> [Text for analysis]
__________________________________________________
There was a time when the largest class of immigrants to the United States came from Great Britain. A large number of those erstwhile Englishmen and their descendants fought two wars with their one-time homeland. In spite of the British going so far as to burn down part of Washington D.C. during one of those wars, we still cleave to Great Britain as our closest ally. Neither we nor the British held grudges.
Then about one hundred years after the War of 1812 against our British cousins we joined with them in WWI against Germany. At the end of WWI, even though there were a great many citizens of the United States who traced their lineage to Germany, we signed on to the mean-spirited Treaty of Versailles in an effort to punish the Germans. Of course, as with many such badly intentioned actions, we also ended up punishing ourselves; WWII resulted. But thanks to such charitable American actions as the Marshall Plan, we made great allies out of modern Germany, Italy and some other WWII adversaries at the end of that conflict.
__________________________________________________
> [How to complete this task]
Set down word for word the portion of the passage on America's former wartime adversaries that runs from "Then about one" up to and including "of that conflict.".
__________________________________________________
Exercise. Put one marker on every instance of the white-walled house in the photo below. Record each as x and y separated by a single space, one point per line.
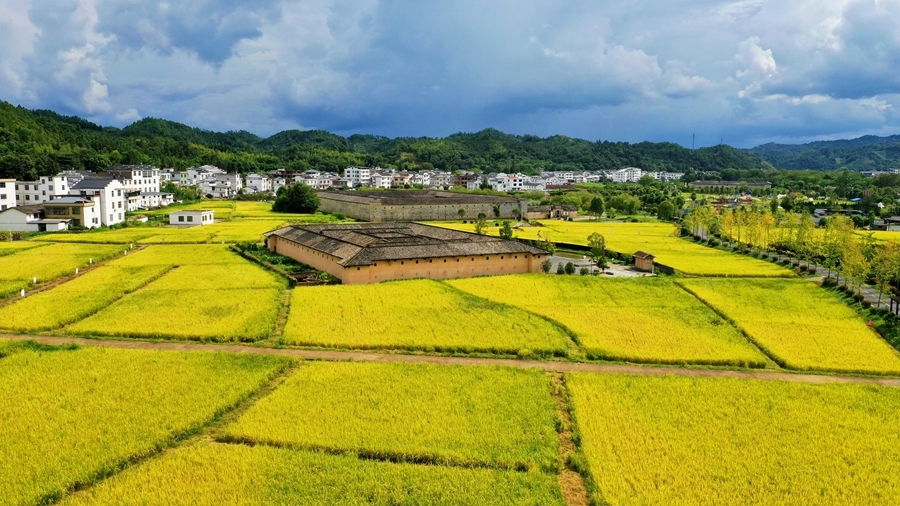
29 218
258 183
191 217
108 193
7 194
38 192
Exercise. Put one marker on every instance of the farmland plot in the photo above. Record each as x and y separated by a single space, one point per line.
71 416
48 263
419 413
639 319
417 314
800 325
77 298
711 441
213 294
215 474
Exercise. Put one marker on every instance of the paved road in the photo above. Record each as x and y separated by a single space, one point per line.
336 355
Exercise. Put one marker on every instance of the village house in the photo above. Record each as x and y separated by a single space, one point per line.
361 253
191 217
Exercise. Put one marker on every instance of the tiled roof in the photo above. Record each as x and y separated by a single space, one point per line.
357 244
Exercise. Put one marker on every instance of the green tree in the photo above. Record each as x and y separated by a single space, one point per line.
665 211
546 265
597 243
597 207
299 198
506 230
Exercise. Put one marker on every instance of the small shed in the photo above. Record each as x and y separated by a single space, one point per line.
643 261
191 217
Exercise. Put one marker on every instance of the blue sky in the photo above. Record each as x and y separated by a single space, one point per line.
747 72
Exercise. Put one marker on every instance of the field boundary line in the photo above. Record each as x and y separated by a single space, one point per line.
203 430
574 476
563 367
58 281
573 336
759 346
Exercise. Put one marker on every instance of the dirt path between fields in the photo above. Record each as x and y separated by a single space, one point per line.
563 367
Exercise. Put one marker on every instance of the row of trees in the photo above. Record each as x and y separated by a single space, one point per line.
835 244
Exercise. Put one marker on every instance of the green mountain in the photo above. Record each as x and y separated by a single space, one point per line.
35 143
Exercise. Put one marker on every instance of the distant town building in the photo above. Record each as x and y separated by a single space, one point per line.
418 205
191 217
361 253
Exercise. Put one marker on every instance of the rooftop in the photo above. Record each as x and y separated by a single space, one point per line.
357 244
409 197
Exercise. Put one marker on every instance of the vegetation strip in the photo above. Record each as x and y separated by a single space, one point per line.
553 366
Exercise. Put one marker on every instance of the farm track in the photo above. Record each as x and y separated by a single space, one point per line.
560 367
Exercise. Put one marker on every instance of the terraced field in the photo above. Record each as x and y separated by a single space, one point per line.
710 441
73 416
800 325
416 314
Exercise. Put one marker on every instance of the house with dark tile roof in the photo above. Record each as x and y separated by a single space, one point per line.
360 253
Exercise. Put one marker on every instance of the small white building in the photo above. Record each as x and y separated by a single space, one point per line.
30 219
38 192
191 217
7 194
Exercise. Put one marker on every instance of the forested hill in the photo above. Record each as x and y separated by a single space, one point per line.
863 153
34 143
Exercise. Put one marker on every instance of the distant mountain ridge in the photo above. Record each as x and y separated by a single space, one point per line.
868 152
41 142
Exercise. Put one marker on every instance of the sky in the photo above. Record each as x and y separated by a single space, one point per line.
743 73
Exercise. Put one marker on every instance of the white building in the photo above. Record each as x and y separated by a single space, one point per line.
136 178
29 218
258 183
108 193
359 176
7 194
191 217
382 180
37 192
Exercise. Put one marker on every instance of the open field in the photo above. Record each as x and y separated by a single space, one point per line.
47 264
419 413
214 294
73 416
800 325
76 299
705 441
658 239
638 319
416 314
215 474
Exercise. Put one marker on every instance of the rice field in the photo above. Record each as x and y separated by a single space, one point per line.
636 320
711 441
659 239
47 263
212 474
77 298
418 413
73 416
415 314
212 294
800 325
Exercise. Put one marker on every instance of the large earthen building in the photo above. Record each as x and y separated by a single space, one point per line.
360 253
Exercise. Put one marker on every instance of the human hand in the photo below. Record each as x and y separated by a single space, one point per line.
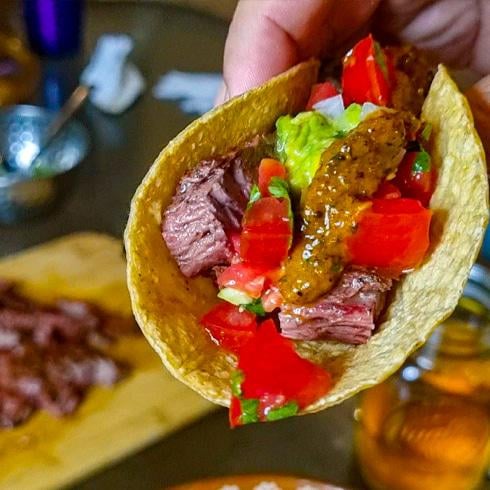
__________________________________________________
> [Solution below]
Then about one hundred years after the War of 1812 against our British cousins we joined with them in WWI against Germany. At the end of WWI, even though there were a great many citizens of the United States who traced their lineage to Germany, we signed on to the mean-spirited Treaty of Versailles in an effort to punish the Germans. Of course, as with many such badly intentioned actions, we also ended up punishing ourselves; WWII resulted. But thanks to such charitable American actions as the Marshall Plan, we made great allies out of modern Germany, Italy and some other WWII adversaries at the end of that conflict.